## Action item
Verbatim copy without pictures. Please print every entry as it stands.

## Exercise material

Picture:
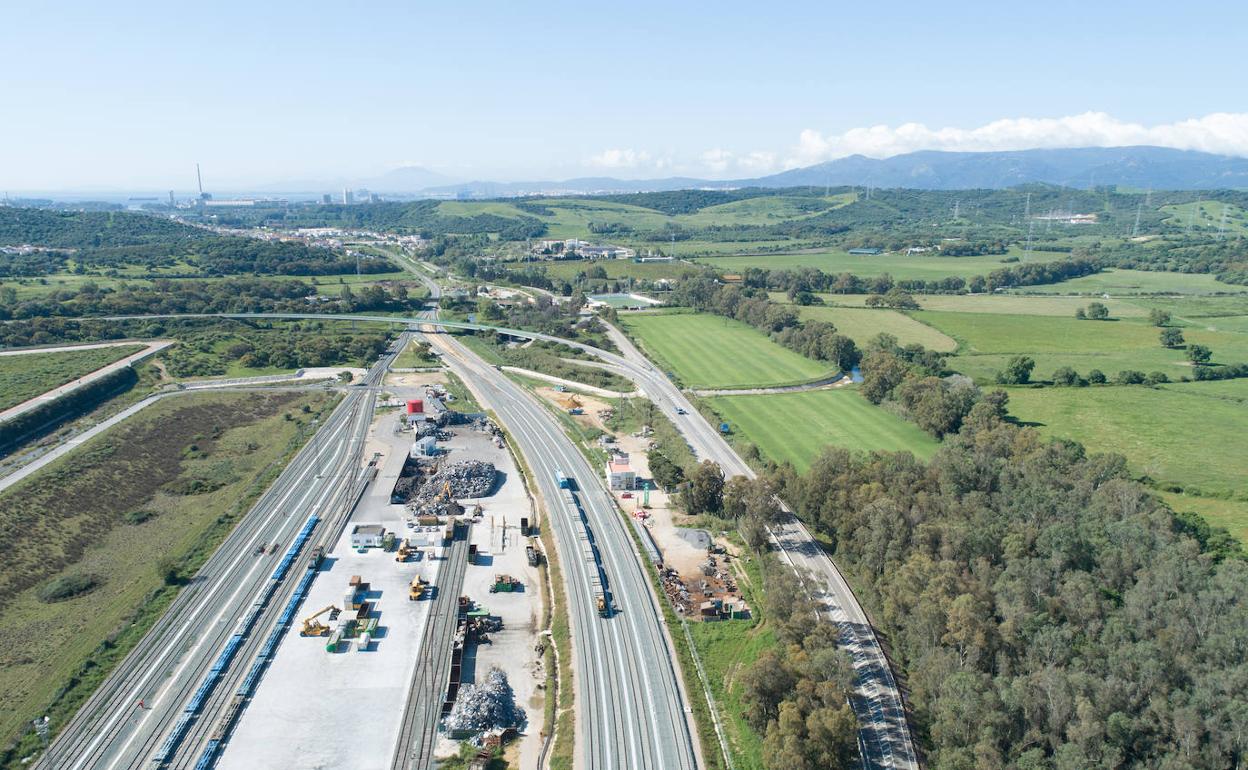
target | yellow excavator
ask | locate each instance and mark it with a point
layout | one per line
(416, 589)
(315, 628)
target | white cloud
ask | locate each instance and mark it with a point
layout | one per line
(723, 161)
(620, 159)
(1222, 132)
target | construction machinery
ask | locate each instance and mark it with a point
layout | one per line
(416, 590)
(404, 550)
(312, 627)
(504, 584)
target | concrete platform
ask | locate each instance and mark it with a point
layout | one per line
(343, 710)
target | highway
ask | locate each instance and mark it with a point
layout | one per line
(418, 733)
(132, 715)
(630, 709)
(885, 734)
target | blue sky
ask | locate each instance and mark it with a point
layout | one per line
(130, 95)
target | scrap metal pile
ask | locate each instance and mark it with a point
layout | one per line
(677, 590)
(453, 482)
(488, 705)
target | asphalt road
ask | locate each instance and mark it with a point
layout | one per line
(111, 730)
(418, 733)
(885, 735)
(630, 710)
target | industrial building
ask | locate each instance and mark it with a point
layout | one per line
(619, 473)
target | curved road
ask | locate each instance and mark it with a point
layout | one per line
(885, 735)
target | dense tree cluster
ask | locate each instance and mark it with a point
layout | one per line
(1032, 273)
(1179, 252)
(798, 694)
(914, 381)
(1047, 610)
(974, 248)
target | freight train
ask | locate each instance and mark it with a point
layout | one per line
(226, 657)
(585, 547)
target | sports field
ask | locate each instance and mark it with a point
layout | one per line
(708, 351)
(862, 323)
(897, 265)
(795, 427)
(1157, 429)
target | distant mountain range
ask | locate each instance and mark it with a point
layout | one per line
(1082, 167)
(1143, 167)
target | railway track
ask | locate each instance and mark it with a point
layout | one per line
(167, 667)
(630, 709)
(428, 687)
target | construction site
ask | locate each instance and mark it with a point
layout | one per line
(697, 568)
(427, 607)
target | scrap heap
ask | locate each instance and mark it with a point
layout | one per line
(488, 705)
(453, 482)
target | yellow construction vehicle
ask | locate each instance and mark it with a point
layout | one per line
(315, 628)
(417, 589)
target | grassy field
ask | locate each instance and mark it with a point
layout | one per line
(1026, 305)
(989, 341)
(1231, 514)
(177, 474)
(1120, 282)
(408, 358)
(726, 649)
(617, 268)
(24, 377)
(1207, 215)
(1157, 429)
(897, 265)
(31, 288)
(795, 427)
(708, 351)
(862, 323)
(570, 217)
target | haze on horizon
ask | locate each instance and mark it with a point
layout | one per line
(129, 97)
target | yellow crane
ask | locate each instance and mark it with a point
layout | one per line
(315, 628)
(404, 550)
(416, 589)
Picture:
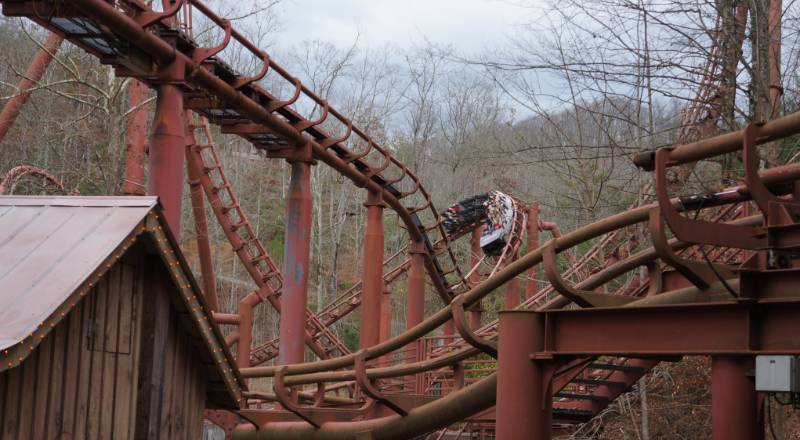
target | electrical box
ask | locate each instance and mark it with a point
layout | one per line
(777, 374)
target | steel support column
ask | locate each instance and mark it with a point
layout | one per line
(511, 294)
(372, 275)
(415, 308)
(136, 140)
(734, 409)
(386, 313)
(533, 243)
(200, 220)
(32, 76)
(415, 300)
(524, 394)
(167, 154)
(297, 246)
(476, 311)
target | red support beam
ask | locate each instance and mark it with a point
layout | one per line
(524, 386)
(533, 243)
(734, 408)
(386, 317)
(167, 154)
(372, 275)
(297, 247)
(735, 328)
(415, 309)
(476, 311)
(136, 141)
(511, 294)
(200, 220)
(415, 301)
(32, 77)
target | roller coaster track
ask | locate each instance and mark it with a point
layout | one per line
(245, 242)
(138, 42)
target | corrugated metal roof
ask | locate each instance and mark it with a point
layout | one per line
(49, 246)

## Answer space
Picture:
target | yellow excavator
ask | locate each instance and mark it with a point
layout | one per line
(416, 589)
(315, 628)
target | white cloud
ask | locate each instance and mark it with a point
layout | one per line
(723, 161)
(620, 159)
(1222, 132)
target | construction machinery
ask | locate each instance and mark it with a point
layout | one per line
(416, 590)
(404, 550)
(312, 627)
(504, 584)
target | concrete platform
ask | locate each instance and mark it with a point
layout | one per line
(343, 710)
target | highway
ask | locate each instance and mark it with a point
layout | one per line
(418, 733)
(132, 715)
(630, 709)
(885, 734)
target | blue sky
ask | locate each instance and mark it with a point
layout | one per line
(130, 95)
target | scrap metal pile
ask | locate each instance and mark it with a point
layout | one per line
(677, 590)
(453, 482)
(488, 705)
target | asphalt road
ask | locate each instance and mark it with a point
layout | one per line
(111, 730)
(418, 733)
(885, 735)
(630, 710)
target | industrial building
ask | locate each instance and mark it with a point
layout | one per line
(619, 473)
target | curved road
ask | locate each instance and mark it with a point
layout | one per line
(885, 735)
target | dense tree cluster
ask | locate each instance and mark it with a point
layout | one per line
(1032, 273)
(1179, 252)
(798, 694)
(914, 381)
(1047, 610)
(974, 248)
target | freight train
ask | locate each instance and mark it with a point
layout | one per line
(226, 657)
(585, 547)
target | sports field
ask | locate each instance and mark it with a point
layout | one per line
(708, 351)
(862, 323)
(897, 265)
(795, 427)
(1157, 429)
target | distant mountain range
ask | locate each instance and mark it with a point
layout | one per line
(1082, 167)
(1143, 167)
target | railway track
ask | locate each instance and mark it with a point
layout | one per line
(167, 667)
(630, 709)
(428, 687)
target | construction site
ask | locate each instance and mark it with a point
layout | one per line
(697, 568)
(427, 607)
target | scrap heap
ask | locate each instance and mark it with a point
layout | one per line
(488, 705)
(453, 482)
target | yellow construction vehicle
ask | locate each instance and mark it with a point
layout | one per line
(315, 628)
(417, 589)
target | grassy field
ask | locate each instance and mark it with a point
layout | one per line
(1026, 305)
(989, 341)
(1231, 514)
(177, 474)
(1120, 282)
(408, 358)
(726, 649)
(617, 268)
(24, 377)
(1207, 215)
(1157, 429)
(897, 265)
(31, 288)
(795, 427)
(708, 351)
(862, 323)
(570, 217)
target | haze on horizon
ask | locate each instance and mark it with a point
layout | one per line
(129, 97)
target | yellow crane
ask | locate each instance and mark it with a point
layout | one per line
(315, 628)
(404, 550)
(416, 589)
Picture:
target | electrical box
ask | locate each instance and mark it with a point
layout | one per line
(777, 374)
target | steel support column
ask | locate each instance and mark it with a point
layout | one per line
(511, 294)
(372, 275)
(415, 308)
(136, 140)
(734, 409)
(386, 313)
(533, 243)
(200, 220)
(32, 76)
(415, 300)
(524, 394)
(167, 154)
(297, 246)
(476, 311)
target | red support beam
ask | locate each instance and mark it with a point
layout | one per line
(524, 386)
(533, 243)
(734, 408)
(386, 317)
(167, 154)
(372, 275)
(297, 247)
(735, 328)
(415, 309)
(476, 311)
(136, 141)
(511, 294)
(200, 220)
(415, 301)
(32, 77)
target | roller coaster track
ask | locate each instance and mark it with a point
layout | one per line
(245, 242)
(138, 42)
target | corrugated metal roof
ask | locate each instance and mark it with a point
layout | one per line
(49, 246)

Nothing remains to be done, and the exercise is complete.